◆ **DATA TO USE**:
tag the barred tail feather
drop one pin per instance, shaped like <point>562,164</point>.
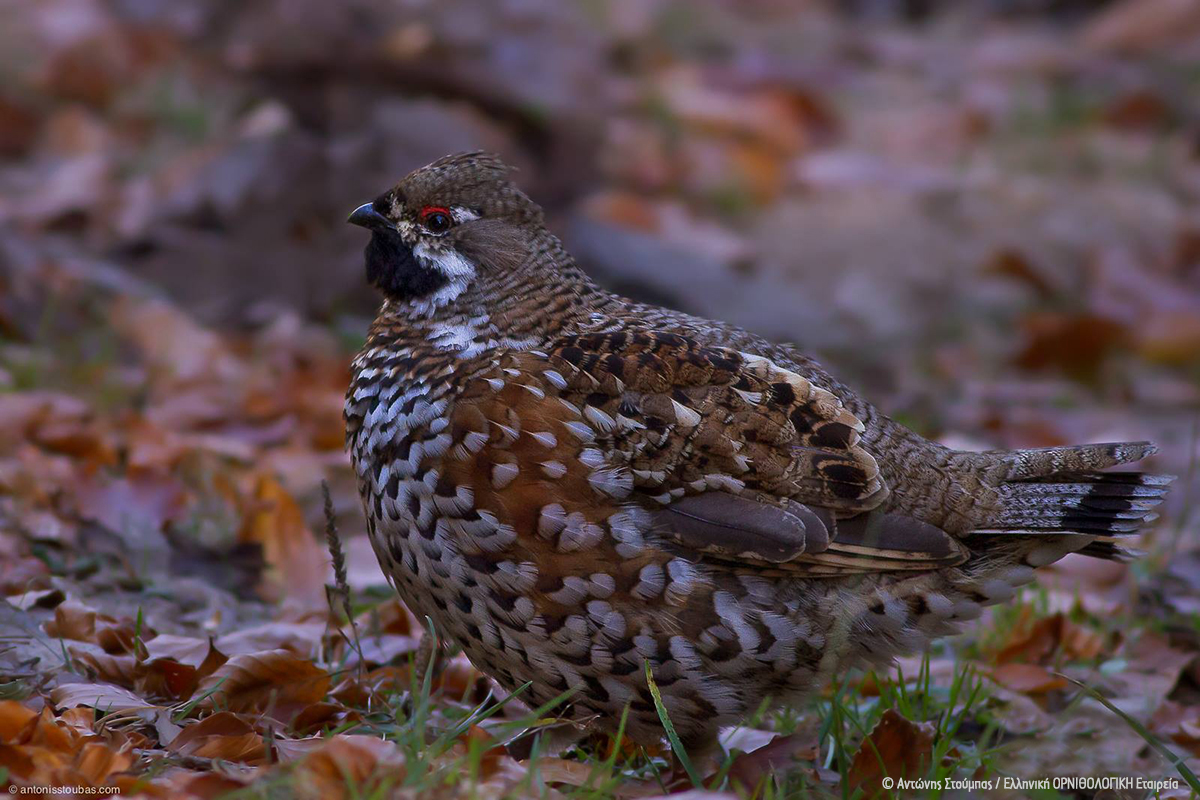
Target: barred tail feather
<point>1060,489</point>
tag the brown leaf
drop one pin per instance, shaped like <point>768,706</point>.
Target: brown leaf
<point>1073,343</point>
<point>261,680</point>
<point>298,565</point>
<point>371,765</point>
<point>222,735</point>
<point>1143,25</point>
<point>22,575</point>
<point>102,697</point>
<point>749,770</point>
<point>76,620</point>
<point>138,503</point>
<point>301,638</point>
<point>13,717</point>
<point>169,679</point>
<point>897,747</point>
<point>1030,679</point>
<point>1048,636</point>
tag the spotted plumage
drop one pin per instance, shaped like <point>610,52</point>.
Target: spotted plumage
<point>571,485</point>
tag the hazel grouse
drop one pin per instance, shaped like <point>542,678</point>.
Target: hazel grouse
<point>573,485</point>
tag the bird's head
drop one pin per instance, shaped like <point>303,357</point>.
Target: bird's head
<point>447,227</point>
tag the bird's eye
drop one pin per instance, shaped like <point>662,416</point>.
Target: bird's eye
<point>436,220</point>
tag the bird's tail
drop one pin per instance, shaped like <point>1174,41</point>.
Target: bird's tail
<point>1055,491</point>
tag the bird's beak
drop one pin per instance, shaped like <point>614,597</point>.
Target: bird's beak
<point>366,216</point>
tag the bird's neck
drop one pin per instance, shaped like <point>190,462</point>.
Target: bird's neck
<point>521,310</point>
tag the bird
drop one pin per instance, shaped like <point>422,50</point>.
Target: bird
<point>591,494</point>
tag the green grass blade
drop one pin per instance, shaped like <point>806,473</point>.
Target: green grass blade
<point>1185,771</point>
<point>672,737</point>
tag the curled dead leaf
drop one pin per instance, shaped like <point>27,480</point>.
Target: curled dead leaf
<point>298,566</point>
<point>222,735</point>
<point>257,681</point>
<point>1030,679</point>
<point>895,747</point>
<point>370,765</point>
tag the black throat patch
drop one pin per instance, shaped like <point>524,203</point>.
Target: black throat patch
<point>393,268</point>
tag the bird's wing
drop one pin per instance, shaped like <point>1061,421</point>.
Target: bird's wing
<point>733,458</point>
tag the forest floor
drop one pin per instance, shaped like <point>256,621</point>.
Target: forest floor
<point>991,227</point>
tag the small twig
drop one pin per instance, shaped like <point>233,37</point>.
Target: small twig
<point>342,585</point>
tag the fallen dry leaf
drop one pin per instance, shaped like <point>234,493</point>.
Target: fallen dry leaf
<point>750,770</point>
<point>222,735</point>
<point>273,679</point>
<point>367,764</point>
<point>1048,636</point>
<point>298,565</point>
<point>1030,679</point>
<point>102,697</point>
<point>13,719</point>
<point>897,747</point>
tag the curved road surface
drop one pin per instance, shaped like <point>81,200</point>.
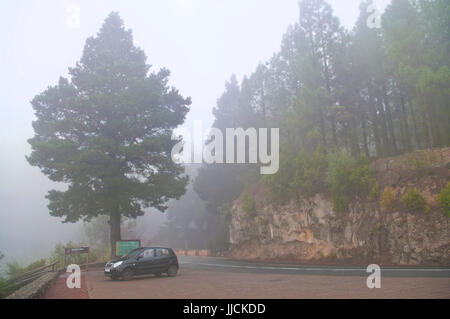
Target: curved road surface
<point>209,277</point>
<point>223,264</point>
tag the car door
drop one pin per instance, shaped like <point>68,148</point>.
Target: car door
<point>145,262</point>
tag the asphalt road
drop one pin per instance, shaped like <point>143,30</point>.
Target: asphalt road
<point>228,265</point>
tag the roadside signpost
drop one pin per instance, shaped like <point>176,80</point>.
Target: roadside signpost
<point>76,251</point>
<point>123,247</point>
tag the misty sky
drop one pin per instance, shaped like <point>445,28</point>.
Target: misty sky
<point>202,42</point>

◆ **AIM OF THE EXERCISE**: All that is wanted is the stretch of lines above from the one containing "drop one pin per instance, shaped like <point>662,416</point>." through the one containing "drop one pin per instance, shaped like <point>422,50</point>.", duplicated exactly.

◆ **ANSWER SECTION**:
drop one pin per instance, shaped like <point>662,416</point>.
Target: bird's eye
<point>436,220</point>
tag the bird's tail
drop one pin per instance, shaped like <point>1174,41</point>.
Target: bird's tail
<point>1055,491</point>
tag the bird's beak
drop one pin per instance, shaped like <point>614,597</point>.
Target: bird's beak
<point>366,216</point>
tag the bird's neck
drop one pin per instance, shaped like <point>190,462</point>.
Target: bird's neck
<point>521,310</point>
tag the bird
drop one pin per instance, shaped like <point>422,50</point>.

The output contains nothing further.